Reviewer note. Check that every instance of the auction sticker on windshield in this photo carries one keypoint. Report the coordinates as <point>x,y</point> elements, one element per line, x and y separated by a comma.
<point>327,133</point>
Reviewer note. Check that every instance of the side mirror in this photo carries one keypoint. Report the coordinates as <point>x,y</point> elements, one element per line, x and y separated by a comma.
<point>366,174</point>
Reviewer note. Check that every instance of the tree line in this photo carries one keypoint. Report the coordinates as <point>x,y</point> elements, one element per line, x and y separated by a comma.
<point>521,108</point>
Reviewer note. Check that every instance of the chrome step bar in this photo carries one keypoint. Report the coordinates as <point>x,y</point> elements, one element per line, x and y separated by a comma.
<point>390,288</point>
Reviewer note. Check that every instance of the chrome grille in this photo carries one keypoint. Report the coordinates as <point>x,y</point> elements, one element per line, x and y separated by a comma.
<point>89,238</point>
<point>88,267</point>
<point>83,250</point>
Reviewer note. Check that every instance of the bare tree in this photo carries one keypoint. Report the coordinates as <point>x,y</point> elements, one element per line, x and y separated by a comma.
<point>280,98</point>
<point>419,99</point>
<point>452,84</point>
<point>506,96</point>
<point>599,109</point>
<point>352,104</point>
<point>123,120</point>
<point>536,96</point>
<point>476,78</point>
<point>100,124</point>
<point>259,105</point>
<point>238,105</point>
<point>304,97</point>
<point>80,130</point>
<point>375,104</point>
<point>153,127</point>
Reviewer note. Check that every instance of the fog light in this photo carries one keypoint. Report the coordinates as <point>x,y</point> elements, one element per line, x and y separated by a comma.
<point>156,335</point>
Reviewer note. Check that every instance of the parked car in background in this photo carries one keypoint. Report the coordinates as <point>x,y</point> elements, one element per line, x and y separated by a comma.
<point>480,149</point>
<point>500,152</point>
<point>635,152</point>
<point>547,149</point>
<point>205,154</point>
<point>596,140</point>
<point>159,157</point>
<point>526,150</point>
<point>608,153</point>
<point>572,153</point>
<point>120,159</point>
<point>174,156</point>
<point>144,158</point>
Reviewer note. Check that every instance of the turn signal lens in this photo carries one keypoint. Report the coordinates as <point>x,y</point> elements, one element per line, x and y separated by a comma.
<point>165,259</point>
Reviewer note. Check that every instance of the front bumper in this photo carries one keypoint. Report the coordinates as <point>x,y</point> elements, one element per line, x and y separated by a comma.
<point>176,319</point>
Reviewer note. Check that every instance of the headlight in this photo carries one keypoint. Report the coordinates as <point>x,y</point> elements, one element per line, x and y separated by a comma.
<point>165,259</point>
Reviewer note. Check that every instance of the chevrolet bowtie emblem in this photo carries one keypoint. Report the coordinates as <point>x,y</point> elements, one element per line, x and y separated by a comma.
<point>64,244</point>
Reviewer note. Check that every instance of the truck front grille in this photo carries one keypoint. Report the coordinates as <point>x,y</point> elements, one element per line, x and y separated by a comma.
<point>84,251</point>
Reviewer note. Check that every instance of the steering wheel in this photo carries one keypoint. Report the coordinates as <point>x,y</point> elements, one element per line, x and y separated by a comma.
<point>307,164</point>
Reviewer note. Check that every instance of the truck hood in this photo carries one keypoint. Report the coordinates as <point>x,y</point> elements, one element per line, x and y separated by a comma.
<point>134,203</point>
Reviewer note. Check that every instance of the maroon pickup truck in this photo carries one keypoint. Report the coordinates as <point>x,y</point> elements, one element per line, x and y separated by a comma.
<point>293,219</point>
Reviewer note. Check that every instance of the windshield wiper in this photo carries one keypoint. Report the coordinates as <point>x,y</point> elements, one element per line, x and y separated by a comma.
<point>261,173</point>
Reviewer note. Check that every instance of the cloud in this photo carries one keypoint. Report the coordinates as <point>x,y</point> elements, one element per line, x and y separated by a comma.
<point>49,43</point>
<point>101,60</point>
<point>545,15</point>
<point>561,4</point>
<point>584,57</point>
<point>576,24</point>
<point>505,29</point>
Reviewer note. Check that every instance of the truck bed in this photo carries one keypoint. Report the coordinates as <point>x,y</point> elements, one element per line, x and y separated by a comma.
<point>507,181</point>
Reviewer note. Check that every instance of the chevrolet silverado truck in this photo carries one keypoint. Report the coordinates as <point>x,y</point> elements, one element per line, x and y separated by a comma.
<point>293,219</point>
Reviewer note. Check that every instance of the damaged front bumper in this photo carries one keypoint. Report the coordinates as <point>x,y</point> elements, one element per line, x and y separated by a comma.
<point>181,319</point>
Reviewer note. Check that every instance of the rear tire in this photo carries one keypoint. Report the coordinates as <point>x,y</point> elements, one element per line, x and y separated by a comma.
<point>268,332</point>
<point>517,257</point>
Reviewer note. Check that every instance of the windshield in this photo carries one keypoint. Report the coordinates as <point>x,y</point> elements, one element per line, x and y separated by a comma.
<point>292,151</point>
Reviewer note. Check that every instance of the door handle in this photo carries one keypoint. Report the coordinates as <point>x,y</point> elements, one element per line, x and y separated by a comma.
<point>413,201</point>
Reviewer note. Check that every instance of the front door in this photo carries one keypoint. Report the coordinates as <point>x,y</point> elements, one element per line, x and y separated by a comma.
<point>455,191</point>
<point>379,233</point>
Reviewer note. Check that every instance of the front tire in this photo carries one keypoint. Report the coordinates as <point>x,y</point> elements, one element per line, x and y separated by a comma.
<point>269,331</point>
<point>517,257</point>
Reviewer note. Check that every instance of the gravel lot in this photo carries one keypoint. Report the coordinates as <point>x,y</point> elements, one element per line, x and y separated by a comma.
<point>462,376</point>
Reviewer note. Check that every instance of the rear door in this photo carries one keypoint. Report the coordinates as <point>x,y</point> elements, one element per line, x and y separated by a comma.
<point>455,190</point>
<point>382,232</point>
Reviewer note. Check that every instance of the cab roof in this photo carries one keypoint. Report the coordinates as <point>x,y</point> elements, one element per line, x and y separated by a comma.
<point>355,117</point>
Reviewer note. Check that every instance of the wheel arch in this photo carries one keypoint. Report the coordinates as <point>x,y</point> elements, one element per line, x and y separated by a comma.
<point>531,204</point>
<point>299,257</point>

---------------

# Problem
Rewrite the records from the line with "Reviewer note. Check that every instance of the tree" through the line with "<point>83,250</point>", both included, raising every point coordinate by 21 and leaving all other wording as it stands. Return only those lines.

# Full answer
Reviewer note. Check that every instance of the tree line in this photo carries one keypoint. Report the coordinates as <point>x,y</point> elements, one element per line, x and y separated by a comma.
<point>542,129</point>
Reviewer note. Check that every instance of the chrome step bar in this photo carries one keypoint. Report the coordinates as <point>x,y</point> elements, one element per line, x and y separated by a comma.
<point>411,309</point>
Reviewer note. Check that every instance of the chrome grille in this photo carries one keypoint. Report the coordinates as <point>x,y</point> elements, one element per line, x and y separated by a comma.
<point>110,259</point>
<point>109,288</point>
<point>104,271</point>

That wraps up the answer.